**SELECTION**
The spell of Orson Welles

I have to admit, in advance, that Orson was not one of my favorite film directors, although I have always admired his work. Moreover, the fact is that, apart from his famous marriage to Rita Hayworth, I did not know any further details about him. I needed, thus, to explore his human side, to approach the man hiding behind the curtains.

I immediately felt an enormous fascination for his persona.

First if all, I discovered how young Orson's childhood was marked by the divorce of his unconventional parents, whose stormy relationship and early demise influenced him to a great extent. According to all biographies, he was a precocious child and by the age of ten, he was an actor, a poet and an artist. However, not everyone know that at that age, he hadn't yet learned how to add for he had an irrational fear of mathematics that accompanied him throughout his life.

My first surprise, though, was the revelation of his profound interest in magic, which he developed in Paris and the great Houdini was the master who initiated him in this art. As Ramón Mayrata explains in his post: "Orson Welles was in favor of secrecy. His constant dedication to the art of theatrical illusion was one of his best kept secrets. The giant-faced boy enjoyed providing false leads. They were part of his magical conception of art, cinema and entertainment that essentially consists in sweeping away the frontiers still blurring the boundaries of reality and illusion." To me, that devotion to illusionism added another dimension, not only to his work but to his own personality.

From the moment his tutor had given him his first magic box, illusionism became a permanent facet of his life. Aware the seduction that magic tricks caused to the audience, he often resorted to magic effects in his theatrical or film productions.

Ramón Mayrata also reminds us that Welles: "[...] A little over 20 years old, he formed his own company –the Mercury Theatre– and used his experience to adapt magic effects to staging their theatrical productions. Roosevelt government placed at his disposal Elliot's Maxine Theatre in New York, which he viewed as an enlarged magic box. One of his productions was Marlowe's Doctor Faustus in which included levitation in such darkness that players would seem to appear and disappear in that bare and dark performance space."

The exceptional director loved to create "illusions" whose "realism" was intended to shock the viewer. He never lost his interest in games and, in return, they became sort of a stable means to make a living. During the years in which he failed to carry through any of its projects onto the big screen, he performed magic tricks in many television shows.

Orson Welles in "I Love Lucy"
Orson Welles performing his famous "Broomstick Suspension" on Lucille Ball for I Love Lucy (1956).

To amaze was his fundamental artistic way of expression. A crying need to raise above mediocrity and to make life an exceptional journey. An invitation to wonder. The story went that, during an interview for television, Orson Welles was asked: "What is the biggest lesson that you can give to young directors?" Welles who obviously enjoyed a good meal, astonished everyone by answering that his biggest lesson would be his recipe for a perfect Bolognese sauce.

**ACTIONS TO TAKE**
a) Reproduce the passage of the Orson Welles essay that begins with the words containing "First if all, I" and ends with "throughout his life.".
b) In the Orson Welles essay, what did Welles name as his biggest lesson for young directors?
c) Extend the Orson Welles essay beyond its final sentence.
The records that come after this point are separate from the Orson Welles essay.

**RECORDS SHOWN**
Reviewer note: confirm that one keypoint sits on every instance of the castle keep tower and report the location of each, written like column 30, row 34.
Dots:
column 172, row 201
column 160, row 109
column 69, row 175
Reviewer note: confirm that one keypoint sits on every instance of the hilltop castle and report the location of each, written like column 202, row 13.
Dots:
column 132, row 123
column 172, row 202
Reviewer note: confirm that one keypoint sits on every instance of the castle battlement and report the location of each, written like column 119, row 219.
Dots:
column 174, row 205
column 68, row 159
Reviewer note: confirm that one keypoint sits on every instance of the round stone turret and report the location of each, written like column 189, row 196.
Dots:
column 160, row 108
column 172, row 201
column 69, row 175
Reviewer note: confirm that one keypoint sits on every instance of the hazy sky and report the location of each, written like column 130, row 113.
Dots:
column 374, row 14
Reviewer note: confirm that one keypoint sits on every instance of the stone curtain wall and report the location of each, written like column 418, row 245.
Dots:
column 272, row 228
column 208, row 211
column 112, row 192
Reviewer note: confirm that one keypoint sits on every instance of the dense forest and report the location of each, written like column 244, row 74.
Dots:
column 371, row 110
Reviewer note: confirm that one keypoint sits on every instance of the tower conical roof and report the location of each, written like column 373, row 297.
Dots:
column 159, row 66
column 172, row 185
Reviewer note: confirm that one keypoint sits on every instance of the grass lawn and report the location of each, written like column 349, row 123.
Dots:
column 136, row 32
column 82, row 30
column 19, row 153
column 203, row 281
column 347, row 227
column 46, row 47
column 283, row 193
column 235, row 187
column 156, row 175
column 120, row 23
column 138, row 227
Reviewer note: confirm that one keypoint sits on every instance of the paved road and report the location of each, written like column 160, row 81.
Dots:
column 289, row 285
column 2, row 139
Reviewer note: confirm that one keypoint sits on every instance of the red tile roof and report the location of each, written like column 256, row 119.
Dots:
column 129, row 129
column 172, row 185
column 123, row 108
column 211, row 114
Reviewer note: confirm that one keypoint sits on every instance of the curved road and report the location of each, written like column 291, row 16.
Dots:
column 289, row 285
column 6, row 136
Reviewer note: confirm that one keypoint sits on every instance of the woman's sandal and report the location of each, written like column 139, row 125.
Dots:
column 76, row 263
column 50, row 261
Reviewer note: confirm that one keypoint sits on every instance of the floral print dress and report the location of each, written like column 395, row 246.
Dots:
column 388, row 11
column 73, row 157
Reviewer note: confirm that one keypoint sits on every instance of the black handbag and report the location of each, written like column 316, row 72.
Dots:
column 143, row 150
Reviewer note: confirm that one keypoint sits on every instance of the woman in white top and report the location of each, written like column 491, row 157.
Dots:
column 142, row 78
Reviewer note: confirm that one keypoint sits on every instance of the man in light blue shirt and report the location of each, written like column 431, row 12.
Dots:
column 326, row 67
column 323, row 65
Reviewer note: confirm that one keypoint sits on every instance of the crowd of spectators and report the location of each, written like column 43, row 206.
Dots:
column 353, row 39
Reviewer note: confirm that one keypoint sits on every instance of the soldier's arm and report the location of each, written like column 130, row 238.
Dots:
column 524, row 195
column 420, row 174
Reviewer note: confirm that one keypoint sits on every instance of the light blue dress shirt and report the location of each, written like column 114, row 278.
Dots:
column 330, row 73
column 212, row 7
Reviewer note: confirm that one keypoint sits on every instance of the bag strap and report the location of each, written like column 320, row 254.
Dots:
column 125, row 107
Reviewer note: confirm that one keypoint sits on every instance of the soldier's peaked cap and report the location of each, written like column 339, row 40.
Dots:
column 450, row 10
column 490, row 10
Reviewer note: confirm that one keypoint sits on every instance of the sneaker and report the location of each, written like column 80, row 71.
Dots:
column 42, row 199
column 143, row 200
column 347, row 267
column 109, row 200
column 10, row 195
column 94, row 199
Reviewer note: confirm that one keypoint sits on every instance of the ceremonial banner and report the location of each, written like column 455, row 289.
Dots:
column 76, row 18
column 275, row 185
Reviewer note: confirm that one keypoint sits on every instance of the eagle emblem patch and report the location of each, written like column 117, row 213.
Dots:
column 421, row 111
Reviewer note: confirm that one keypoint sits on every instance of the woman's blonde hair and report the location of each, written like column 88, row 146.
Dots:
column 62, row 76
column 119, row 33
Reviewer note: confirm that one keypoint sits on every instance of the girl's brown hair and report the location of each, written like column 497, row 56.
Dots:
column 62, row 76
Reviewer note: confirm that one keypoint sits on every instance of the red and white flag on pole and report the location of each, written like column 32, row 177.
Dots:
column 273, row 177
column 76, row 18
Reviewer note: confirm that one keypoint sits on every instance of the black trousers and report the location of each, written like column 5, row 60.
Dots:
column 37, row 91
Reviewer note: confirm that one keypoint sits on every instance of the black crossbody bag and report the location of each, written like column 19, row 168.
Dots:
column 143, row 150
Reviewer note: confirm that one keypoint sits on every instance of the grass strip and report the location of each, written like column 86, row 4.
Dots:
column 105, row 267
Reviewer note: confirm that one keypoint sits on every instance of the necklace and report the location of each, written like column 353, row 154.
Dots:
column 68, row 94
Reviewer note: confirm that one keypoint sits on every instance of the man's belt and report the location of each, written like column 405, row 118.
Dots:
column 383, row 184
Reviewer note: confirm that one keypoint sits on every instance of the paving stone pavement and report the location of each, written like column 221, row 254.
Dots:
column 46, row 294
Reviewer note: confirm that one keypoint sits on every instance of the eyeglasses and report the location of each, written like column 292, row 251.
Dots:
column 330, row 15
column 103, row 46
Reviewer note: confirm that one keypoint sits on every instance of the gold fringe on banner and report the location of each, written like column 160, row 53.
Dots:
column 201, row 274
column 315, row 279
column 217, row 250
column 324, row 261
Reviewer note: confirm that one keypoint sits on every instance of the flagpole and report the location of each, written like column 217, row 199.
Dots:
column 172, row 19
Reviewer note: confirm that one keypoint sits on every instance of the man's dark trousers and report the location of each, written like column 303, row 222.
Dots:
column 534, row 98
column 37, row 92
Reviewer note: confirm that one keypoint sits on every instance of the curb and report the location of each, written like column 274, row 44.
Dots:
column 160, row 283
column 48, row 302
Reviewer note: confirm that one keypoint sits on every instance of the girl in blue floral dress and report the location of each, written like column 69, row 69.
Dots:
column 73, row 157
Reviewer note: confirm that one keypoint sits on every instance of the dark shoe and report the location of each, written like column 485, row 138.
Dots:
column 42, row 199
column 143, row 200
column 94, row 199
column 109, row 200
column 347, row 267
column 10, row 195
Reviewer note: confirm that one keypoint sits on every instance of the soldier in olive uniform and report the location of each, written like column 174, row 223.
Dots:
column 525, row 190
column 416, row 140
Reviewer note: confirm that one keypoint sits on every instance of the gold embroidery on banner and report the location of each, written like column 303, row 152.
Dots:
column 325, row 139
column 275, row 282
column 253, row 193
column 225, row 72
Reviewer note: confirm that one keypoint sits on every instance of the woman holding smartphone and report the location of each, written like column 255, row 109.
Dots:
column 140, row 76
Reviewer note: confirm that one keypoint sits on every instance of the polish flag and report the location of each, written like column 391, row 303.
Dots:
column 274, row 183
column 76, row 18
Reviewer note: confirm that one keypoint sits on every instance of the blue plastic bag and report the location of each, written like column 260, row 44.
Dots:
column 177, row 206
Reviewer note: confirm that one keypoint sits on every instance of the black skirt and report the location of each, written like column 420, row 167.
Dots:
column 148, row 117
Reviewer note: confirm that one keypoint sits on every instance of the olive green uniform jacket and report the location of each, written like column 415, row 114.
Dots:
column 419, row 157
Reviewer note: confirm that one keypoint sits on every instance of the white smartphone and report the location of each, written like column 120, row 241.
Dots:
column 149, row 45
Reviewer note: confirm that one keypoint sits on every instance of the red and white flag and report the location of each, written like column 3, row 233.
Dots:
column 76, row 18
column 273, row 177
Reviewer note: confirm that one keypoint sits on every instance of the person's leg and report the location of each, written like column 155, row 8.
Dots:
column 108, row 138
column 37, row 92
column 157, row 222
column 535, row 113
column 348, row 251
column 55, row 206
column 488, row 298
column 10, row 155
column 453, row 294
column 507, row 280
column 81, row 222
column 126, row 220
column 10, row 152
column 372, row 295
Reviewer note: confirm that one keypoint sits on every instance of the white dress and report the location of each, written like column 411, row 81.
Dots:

**ANSWERS GIVEN**
a)
First if all, I discovered how young Orson's childhood was marked by the divorce of his unconventional parents, whose stormy relationship and early demise influenced him to a great extent. According to all biographies, he was a precocious child and by the age of ten, he was an actor, a poet and an artist. However, not everyone know that at that age, he hadn't yet learned how to add for he had an irrational fear of mathematics that accompanied him throughout his life.

b) His recipe for a perfect Bolognese sauce.

c)
Orson Welles Bolognese Sauce

My Lunches with Orson

Orson Welles prided himself on visiting the best restaurants and he particularly enjoyed Spanish cuisine. While in Spain, he would frequently visit the restaurant El mesón de Cándido whose famous owner Cándido often remembers Orson as the guest with the most vigorous appetite that he had ever met. He would eat a whole roasted suckling pig all by himself!

As I kept reading on Orson's love for food, I stumbled upon a book called My Lunches with Orson. An entertaining publication of the conversations between him and Henry Jaglom, director, actor and playwright born in London. The book offers a unique, shocking and even bittersweet view around the leading figure of Touch of Evil's (1958) director.

Henry Jaglom recorded those conversations recorded over his regular lunches with the creator of Citizen Kane (1941) from 1983 till October 10th 1985, when a sudden heart attack, ultimately interrupted their gatherings. Orson made it a condition that his friend, 23 years younger than him, would keep his recorder hidden. The result: over forty tapes containing his most intimate thoughts and dissertations.

Orson Welles Henry Jaglom
Orson Welles and Henry Jaglom would appear together in Someone to Love (1985, Henry Jaglom). That was Welles last film.
Image via WUNC.

Jaglom and Peter Biskind, a journalist, cultural critic and film historian, contacted nearly three decades after those meals that took place in Ma Maison, the famous bistrot, owned by Patrick Terrail, located in West Hollywood. The restaurant opened in 1975 in a not-so-glamorous little bungalow, which had previously served as a carpet shop. Despite that fact, it soon became one of Hollywood's most fashionable restaurants. The place doubled as Welles personal office. Interestingly enough, Ma Maison closed approximately one month after the death of its main customer.

After Jaglom agreed to transcribe the tapes, Biskind edited the contents into two blocks and 27 chapters. The book includes Welles' comments on different topics, such as Hollywood stars, actors, producers, directors and writers.

One more trick

The wonder that has accompanied me throughout my research on the famous director, turned to stupefaction after reading My lunches with Orson. Many of his remarks have made ​​me smile, while others, believe it or not, left me with my mouth wide open.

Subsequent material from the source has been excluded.